Recast every line of the records below as a Markdown table with two columns, "Row" and "Line", numbering the rows in order and skipping any blank lines. Leave the pictures out of your answer.

··· The records ···

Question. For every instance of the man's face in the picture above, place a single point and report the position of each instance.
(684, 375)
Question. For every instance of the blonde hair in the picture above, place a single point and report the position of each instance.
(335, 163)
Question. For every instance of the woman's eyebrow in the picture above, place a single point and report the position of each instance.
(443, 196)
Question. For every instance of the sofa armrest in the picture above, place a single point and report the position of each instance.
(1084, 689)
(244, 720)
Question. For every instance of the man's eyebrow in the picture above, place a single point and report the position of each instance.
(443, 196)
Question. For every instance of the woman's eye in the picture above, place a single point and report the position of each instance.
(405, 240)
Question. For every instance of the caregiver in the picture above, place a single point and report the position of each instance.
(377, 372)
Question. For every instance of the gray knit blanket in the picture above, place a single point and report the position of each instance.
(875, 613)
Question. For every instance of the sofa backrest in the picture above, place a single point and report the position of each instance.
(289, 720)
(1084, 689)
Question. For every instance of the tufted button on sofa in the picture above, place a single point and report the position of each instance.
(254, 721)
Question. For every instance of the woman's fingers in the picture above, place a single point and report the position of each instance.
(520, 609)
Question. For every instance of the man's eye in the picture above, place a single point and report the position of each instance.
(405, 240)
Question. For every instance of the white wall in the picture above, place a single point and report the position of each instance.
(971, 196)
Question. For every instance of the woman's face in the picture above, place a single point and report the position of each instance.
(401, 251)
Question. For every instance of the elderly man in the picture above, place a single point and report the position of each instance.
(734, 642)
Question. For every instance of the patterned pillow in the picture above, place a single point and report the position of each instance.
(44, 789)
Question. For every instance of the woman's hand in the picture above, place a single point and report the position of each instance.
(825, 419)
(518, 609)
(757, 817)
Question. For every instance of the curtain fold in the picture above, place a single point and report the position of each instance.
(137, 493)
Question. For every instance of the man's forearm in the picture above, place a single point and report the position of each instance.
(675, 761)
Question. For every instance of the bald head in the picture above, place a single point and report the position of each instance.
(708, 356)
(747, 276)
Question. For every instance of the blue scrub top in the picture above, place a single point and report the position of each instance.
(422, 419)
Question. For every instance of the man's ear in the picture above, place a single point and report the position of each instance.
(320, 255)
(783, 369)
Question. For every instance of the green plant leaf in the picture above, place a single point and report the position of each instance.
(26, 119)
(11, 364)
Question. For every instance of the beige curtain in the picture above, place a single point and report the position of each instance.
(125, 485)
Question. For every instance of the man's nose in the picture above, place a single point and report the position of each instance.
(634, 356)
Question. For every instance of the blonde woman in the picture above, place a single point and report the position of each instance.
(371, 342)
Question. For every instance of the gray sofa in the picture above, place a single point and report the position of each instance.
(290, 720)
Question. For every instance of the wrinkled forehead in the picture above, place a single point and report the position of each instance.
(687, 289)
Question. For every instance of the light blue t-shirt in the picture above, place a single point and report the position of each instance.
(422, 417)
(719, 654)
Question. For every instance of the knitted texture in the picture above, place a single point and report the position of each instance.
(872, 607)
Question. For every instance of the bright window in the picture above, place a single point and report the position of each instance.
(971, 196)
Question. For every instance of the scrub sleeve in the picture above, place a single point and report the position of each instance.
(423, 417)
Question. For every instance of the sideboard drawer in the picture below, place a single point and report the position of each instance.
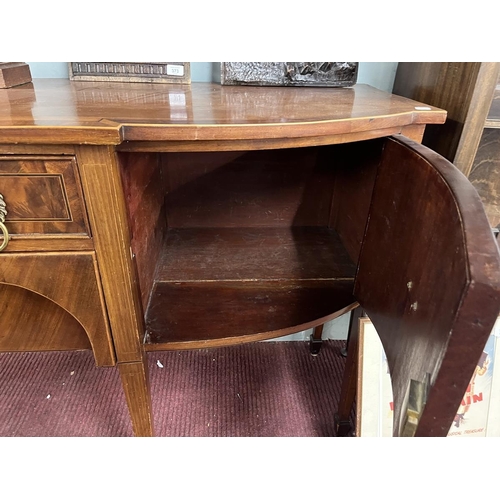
(43, 196)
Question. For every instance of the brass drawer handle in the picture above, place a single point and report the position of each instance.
(3, 228)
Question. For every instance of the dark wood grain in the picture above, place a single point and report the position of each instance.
(465, 90)
(429, 278)
(43, 195)
(56, 286)
(110, 113)
(144, 190)
(246, 281)
(355, 171)
(257, 189)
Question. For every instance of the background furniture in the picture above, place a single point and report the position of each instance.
(147, 218)
(470, 138)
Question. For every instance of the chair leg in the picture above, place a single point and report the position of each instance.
(350, 377)
(315, 340)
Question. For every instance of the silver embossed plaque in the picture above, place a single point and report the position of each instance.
(315, 74)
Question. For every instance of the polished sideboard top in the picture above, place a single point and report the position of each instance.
(61, 111)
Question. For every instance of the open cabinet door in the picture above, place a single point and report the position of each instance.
(429, 279)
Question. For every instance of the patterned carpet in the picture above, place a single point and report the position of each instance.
(259, 389)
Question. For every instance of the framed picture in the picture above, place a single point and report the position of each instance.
(149, 72)
(477, 416)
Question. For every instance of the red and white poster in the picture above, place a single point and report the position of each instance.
(477, 416)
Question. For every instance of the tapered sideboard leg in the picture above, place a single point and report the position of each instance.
(350, 377)
(135, 382)
(315, 340)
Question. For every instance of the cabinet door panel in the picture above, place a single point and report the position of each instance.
(429, 279)
(63, 293)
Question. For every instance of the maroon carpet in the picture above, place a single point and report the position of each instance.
(260, 389)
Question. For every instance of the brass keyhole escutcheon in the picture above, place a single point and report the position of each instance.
(3, 228)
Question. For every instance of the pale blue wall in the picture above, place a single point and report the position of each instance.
(379, 74)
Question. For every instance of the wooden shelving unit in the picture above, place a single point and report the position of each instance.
(470, 138)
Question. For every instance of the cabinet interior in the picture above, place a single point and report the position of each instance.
(232, 244)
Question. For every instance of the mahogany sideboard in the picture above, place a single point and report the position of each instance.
(141, 217)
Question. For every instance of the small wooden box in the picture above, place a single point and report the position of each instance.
(12, 74)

···

▶ **Result below**:
| Row | Line |
|---|---|
| 1 | Question. For every instance of the man's face in the picture above, place a single point and report the position of each instance. |
| 2 | (684, 375) |
| 3 | Question. For every instance of the blonde hair in the picture above, place a single point and report the position of each instance. |
| 4 | (335, 163) |
| 5 | Question. For every instance of the woman's eyebrow in the picture above, place a single point and report the position of each instance. |
| 6 | (443, 196) |
| 7 | Question. For every instance of the sofa armrest in the picture above, place a single point and report the position of each instance. |
| 8 | (1084, 689) |
| 9 | (244, 720) |
| 10 | Question. For every instance of the man's eyebrow in the picture above, place a single point and report the position of each instance. |
| 11 | (443, 196) |
| 12 | Question. For every instance of the woman's eye in the picture above, place a single point and report the position of each instance. |
| 13 | (405, 240) |
| 14 | Question. For every instance of the caregiver in the picture above, place a single point and report the position of each instance. |
| 15 | (377, 372) |
| 16 | Question. For every instance of the gray knit blanket in the picture above, place a single point and report the position of each instance. |
| 17 | (875, 613) |
| 18 | Question. For every instance of the sofa backrest in the picture above, place a single point and report the position of each instance. |
| 19 | (289, 720) |
| 20 | (1084, 689) |
| 21 | Question. For every instance of the tufted button on sofa in the picture above, place a single point and report the position of each instance. |
| 22 | (254, 721) |
| 23 | Question. For every instance of the woman's fingers in the picture above, place a single point and report the position of each instance. |
| 24 | (520, 609) |
| 25 | Question. For every instance of the man's eye in the picture above, place a single point and report the position of each instance. |
| 26 | (405, 240) |
| 27 | Question. For every instance of the white wall in the picture above, place a single point and report the position of each instance. |
| 28 | (971, 196) |
| 29 | Question. For every instance of the woman's face in the picture above, place a single point and report the position of each instance. |
| 30 | (401, 251) |
| 31 | Question. For every instance of the elderly man in the picture above, place a single point and report the position of each instance. |
| 32 | (734, 642) |
| 33 | Question. For every instance of the patterned pillow in the picture above, place a single point and report the position of each instance. |
| 34 | (44, 789) |
| 35 | Question. For every instance of the woman's hand in the picture above, place a single point and report the position of each instance. |
| 36 | (825, 419) |
| 37 | (518, 609) |
| 38 | (757, 817) |
| 39 | Question. For every instance of the curtain fold in the picture above, place a single point and report the position of each instance. |
| 40 | (137, 493) |
| 41 | Question. For every instance of the man's forearm in the picture above, place a single point and report the position of each instance. |
| 42 | (675, 761) |
| 43 | Question. For every instance of the bald head in the picture above, place a single point and report the position of each instance. |
| 44 | (708, 356) |
| 45 | (747, 276) |
| 46 | Question. For every instance of the blue scrub top in the picture above, place a single point and report the position of each instance. |
| 47 | (422, 419) |
| 48 | Question. For every instance of the man's ear in the picture above, place a single point and report the position of each instance. |
| 49 | (320, 255) |
| 50 | (783, 369) |
| 51 | Question. For every instance of the green plant leaf in the picture above, place a single point and report the position of each instance. |
| 52 | (26, 119) |
| 53 | (11, 364) |
| 54 | Question. For every instance of the beige curtain in the picture above, place a single point and report the position of each instance. |
| 55 | (125, 485) |
| 56 | Question. For every instance of the man's nose in the picture above, place a single point and report the position of each instance. |
| 57 | (634, 356) |
| 58 | Question. For every instance of the blonde woman in the picture above, place a single point and report the position of each instance. |
| 59 | (371, 342) |
| 60 | Question. For every instance of the gray sofa in the picture above, place a single point and report the position of each instance. |
| 61 | (290, 720) |
| 62 | Question. For every instance of the wrinkled forehead in the picture above, place a single point and report the position of each instance. |
| 63 | (687, 289) |
| 64 | Question. For every instance of the light blue t-shirt in the picture above, place a single point and report the position of each instance. |
| 65 | (422, 417) |
| 66 | (719, 654) |
| 67 | Question. For every instance of the knitted texture in the picture above, place a single point and report the position of each instance. |
| 68 | (872, 607) |
| 69 | Question. For every instance of the bright window in the picture above, place a single point and report the position of each instance. |
| 70 | (971, 196) |
| 71 | Question. For every instance of the scrub sleeve in the picture above, place a single point and report the position of each instance. |
| 72 | (423, 417) |
| 73 | Question. For every instance of the sideboard drawer in the picture below, place a single point and report the position of each instance. |
| 74 | (43, 196) |
| 75 | Question. For every instance of the brass drawer handle in the picture above, place a single point and report the position of each instance. |
| 76 | (3, 228) |
| 77 | Question. For every instance of the dark wood grain in the picture above, place a single point and report the position of each instance. |
| 78 | (465, 90) |
| 79 | (429, 278) |
| 80 | (43, 195) |
| 81 | (56, 286) |
| 82 | (110, 113) |
| 83 | (144, 190) |
| 84 | (246, 281) |
| 85 | (355, 171) |
| 86 | (257, 189) |
| 87 | Question. For every instance of the background furniture in the picture above, place a single point and report the position of each instance. |
| 88 | (147, 218) |
| 89 | (470, 138) |
| 90 | Question. For every instance of the chair leg in the picture above, place a single point and report the position of each instance. |
| 91 | (350, 377) |
| 92 | (315, 340) |
| 93 | Question. For every instance of the silver embossed plaque in the picture above, place a single point and report the position of each instance. |
| 94 | (315, 74) |
| 95 | Question. For every instance of the polished sideboard top in the picture above, place a single point and report the position of each instance. |
| 96 | (61, 111) |
| 97 | Question. For every instance of the open cabinet door in the picture above, place a single point and report the position of each instance. |
| 98 | (429, 279) |
| 99 | Question. For every instance of the patterned carpet in the picture above, place a single point and report the position of each instance. |
| 100 | (259, 389) |
| 101 | Question. For every instance of the framed picture in the picture above, place a single point and report the position of each instance. |
| 102 | (149, 72) |
| 103 | (477, 416) |
| 104 | Question. For every instance of the red and white poster in the picture above, place a single point and report the position of each instance. |
| 105 | (477, 416) |
| 106 | Question. For every instance of the tapered sideboard leg in the picture above, place a single point and report the position of each instance. |
| 107 | (350, 377) |
| 108 | (135, 382) |
| 109 | (315, 340) |
| 110 | Question. For every instance of the cabinet door panel in the picture above, place a single point and report the position of each instance. |
| 111 | (429, 279) |
| 112 | (63, 293) |
| 113 | Question. For every instance of the maroon carpet in the picture above, place a single point and report the position of each instance. |
| 114 | (260, 389) |
| 115 | Question. For every instance of the brass keyhole escutcheon in the picture above, place a single point and report the position of each instance. |
| 116 | (3, 228) |
| 117 | Question. For every instance of the pale blue wall in the picture above, place a single point and report the position of each instance. |
| 118 | (379, 74) |
| 119 | Question. For every instance of the wooden shelving unit in the picture above, place a single point and report the position of each instance. |
| 120 | (470, 138) |
| 121 | Question. For every instance of the cabinet interior in the picture above, place a single point and report the position of each instance. |
| 122 | (232, 244) |
| 123 | Question. For every instance of the mahogany sideboard in the picture above, place a single point and report the position of each instance. |
| 124 | (141, 217) |
| 125 | Question. For every instance of the small wooden box in the picture above, place a single point and report the position of each instance. |
| 126 | (12, 74) |